__Selected extract__:
II. The Batson Issue.
In Batson, the Supreme Court held that the Equal Protection Clause of the Fourteenth Amendment prohibits the use of peremptory challenges to strike jurors solely on the basis of race. 476 U.S. at 85-88, 106 S.Ct. 1712. During jury selection, Stevenson objected that the government improperly struck prospective juror N.R., an African-American man, based on his race. In ruling on this objection, the district court applied the well-established three-step process to determine whether a peremptory strike was racially motivated:
First, a defendant must make a prima facie showing that a peremptory challenge has been exercised on the basis of race; second, if that showing has been made, the prosecution must offer a race-neutral basis for striking the juror in question; and third, in light of the parties’ submissions, the trial court must determine whether the defendant has shown purposeful discrimination.
Foster v. Chatman, ––– U.S. ––––, 136 S.Ct. 1737, 1747, 195 L.Ed.2d 1 (2016) (quotation omitted). Because factual findings underlying this ruling “turn largely on credibility evaluations,” we review the district court's determination for clear error, affording it “great deference.” United States v. Ellison, 616 F.3d 829, 832 (8th Cir. 2010).
After the government struck N.R., Stevenson objected that N.R. was the only prospective juror of color, his pre-voir dire questionnaire responses were not “off base or bad one way or the other,” and the government asked no questions during voir dire. The district court concluded this made a prima facie case of a Batson violation.

__Extracted data__:
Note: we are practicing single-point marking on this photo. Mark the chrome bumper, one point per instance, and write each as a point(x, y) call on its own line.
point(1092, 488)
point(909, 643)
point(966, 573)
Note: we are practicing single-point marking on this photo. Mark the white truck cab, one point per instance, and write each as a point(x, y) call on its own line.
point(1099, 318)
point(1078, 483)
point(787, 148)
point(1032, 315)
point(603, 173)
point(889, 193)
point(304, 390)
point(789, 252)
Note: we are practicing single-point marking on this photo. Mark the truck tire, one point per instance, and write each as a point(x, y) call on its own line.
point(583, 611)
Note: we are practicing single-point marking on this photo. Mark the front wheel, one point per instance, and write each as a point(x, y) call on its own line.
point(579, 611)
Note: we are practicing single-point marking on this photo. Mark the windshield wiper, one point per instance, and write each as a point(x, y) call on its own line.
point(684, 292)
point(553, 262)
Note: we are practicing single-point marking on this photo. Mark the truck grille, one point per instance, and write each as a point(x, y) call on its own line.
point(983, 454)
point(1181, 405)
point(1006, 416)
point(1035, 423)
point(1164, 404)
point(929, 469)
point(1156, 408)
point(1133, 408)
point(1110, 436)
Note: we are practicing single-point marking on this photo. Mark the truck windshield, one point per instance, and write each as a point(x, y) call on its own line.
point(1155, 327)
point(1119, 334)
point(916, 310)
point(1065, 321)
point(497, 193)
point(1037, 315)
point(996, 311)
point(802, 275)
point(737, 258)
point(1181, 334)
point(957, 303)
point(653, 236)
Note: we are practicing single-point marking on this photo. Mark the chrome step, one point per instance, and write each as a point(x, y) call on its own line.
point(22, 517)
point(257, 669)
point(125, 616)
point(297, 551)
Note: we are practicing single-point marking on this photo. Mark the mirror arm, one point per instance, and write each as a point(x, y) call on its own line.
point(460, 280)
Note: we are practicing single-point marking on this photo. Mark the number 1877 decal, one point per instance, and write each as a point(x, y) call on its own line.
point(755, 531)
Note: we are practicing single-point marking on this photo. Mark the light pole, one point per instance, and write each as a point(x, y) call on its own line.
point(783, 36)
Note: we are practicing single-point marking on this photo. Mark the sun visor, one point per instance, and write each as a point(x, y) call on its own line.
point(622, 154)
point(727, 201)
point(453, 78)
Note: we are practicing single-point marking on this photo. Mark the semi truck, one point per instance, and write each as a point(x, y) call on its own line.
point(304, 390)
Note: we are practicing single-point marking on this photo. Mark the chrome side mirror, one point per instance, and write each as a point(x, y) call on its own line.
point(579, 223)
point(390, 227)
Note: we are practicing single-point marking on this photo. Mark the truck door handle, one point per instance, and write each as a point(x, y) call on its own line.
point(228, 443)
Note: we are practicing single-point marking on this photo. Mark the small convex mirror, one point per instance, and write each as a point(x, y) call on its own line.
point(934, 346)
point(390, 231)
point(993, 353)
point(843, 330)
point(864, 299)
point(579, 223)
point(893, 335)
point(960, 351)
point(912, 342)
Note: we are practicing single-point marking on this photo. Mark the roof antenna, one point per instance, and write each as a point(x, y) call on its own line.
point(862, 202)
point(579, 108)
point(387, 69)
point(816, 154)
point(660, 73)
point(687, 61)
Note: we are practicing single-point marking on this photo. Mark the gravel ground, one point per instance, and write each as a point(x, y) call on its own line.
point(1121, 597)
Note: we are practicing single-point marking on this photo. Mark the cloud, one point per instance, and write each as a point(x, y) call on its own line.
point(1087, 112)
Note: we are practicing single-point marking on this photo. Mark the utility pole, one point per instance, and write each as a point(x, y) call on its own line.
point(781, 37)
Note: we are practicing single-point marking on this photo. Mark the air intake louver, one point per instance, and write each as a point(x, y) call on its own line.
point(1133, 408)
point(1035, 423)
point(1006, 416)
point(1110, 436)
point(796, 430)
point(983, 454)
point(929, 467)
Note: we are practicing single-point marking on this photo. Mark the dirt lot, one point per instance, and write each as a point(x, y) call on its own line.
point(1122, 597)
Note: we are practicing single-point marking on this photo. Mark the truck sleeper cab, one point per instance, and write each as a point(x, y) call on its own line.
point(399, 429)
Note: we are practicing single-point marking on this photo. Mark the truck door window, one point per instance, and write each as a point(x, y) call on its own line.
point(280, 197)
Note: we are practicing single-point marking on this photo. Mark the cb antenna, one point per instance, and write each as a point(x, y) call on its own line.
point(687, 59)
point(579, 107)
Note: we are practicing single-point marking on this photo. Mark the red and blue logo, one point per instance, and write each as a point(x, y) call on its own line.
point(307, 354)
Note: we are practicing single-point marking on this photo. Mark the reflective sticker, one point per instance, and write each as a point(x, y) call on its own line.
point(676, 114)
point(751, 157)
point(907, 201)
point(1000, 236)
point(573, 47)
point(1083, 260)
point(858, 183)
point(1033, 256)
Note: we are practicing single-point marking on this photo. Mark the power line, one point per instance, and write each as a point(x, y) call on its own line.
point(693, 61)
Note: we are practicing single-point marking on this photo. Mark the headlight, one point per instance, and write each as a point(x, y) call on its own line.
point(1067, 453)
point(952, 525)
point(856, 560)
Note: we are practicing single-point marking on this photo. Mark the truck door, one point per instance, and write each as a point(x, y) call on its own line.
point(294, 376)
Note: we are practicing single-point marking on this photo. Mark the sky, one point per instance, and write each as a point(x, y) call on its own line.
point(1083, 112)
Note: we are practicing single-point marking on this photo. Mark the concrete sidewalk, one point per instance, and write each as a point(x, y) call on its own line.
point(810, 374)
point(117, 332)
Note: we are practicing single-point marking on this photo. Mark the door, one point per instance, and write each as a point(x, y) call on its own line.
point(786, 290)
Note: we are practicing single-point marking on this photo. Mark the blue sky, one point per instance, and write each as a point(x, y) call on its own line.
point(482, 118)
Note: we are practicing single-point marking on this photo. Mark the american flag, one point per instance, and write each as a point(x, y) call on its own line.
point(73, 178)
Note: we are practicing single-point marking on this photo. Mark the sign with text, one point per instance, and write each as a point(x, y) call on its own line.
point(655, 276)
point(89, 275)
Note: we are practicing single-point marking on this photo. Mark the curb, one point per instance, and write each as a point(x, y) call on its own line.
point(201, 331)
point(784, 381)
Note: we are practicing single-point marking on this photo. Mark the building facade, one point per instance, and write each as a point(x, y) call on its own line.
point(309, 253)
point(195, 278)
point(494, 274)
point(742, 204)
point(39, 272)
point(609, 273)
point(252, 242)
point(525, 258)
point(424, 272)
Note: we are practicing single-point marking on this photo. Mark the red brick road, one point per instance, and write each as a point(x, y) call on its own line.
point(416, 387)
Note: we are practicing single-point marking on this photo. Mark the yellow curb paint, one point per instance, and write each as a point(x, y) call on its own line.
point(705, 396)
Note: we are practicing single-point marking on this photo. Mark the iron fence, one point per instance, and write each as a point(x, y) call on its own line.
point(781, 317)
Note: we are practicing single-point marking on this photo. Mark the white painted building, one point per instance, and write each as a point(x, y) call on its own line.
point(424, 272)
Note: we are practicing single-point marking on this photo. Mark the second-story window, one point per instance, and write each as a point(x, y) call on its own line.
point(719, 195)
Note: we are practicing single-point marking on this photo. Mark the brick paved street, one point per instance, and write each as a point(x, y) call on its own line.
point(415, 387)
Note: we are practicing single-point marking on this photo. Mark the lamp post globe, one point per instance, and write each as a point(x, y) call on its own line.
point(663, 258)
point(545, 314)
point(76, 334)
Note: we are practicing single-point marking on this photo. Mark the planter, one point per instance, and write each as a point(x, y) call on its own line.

__Exercise set__:
- 1) Answer these questions from the Batson excerpt:
(a) Which constitutional clause did the Supreme Court hold prohibits striking jurors solely on the basis of race?
(b) What standard does the court use to review the district court's determination?
(c) What did the district court conclude about Stevenson's objection to the strike of N.R.?
- 2) Transcribe a passage from the Batson excerpt, beginning at the words "Foster v. Chatman, –––" and stopping after "(8th Cir. 2010).".
None of the lines have any bearing on what follows.

__Answers below__:
- 1)
(a) The Equal Protection Clause of the Fourteenth Amendment.
(b) Clear error.
(c) That it made a prima facie case of a Batson violation.

- 2)
Foster v. Chatman, ––– U.S. ––––, 136 S.Ct. 1737, 1747, 195 L.Ed.2d 1 (2016) (quotation omitted). Because factual findings underlying this ruling “turn largely on credibility evaluations,” we review the district court's determination for clear error, affording it “great deference.” United States v. Ellison, 616 F.3d 829, 832 (8th Cir. 2010).